__WHAT TO PRODUCE__: Go through the data below and transcribe it exactly. Omit the images.

__Referring expression data__:
—————

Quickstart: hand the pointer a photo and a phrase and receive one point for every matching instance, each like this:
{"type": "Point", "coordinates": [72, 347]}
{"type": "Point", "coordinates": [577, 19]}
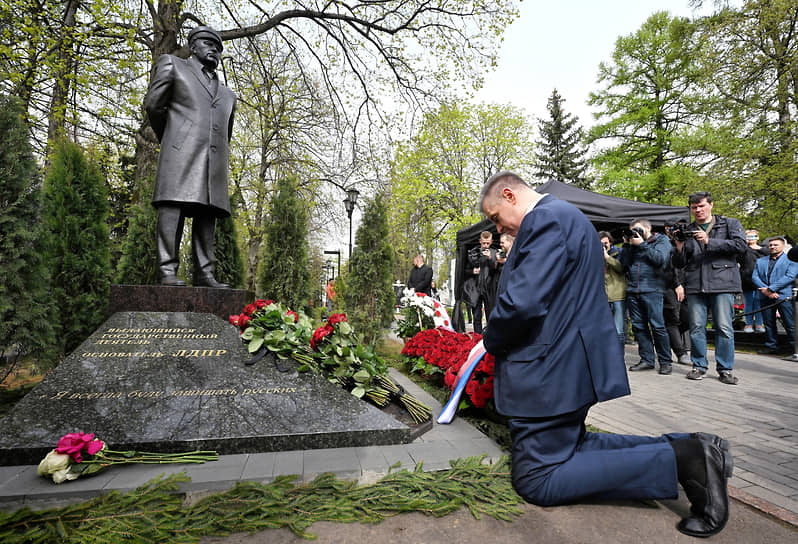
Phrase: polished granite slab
{"type": "Point", "coordinates": [165, 298]}
{"type": "Point", "coordinates": [176, 381]}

—————

__RESULT OF THIS TASK__:
Quickstart: hand the pointer a photo and a phrase and receive one point for every matching instance, each like this:
{"type": "Point", "coordinates": [72, 347]}
{"type": "Point", "coordinates": [577, 19]}
Phrase: polished granite slab
{"type": "Point", "coordinates": [165, 298]}
{"type": "Point", "coordinates": [176, 381]}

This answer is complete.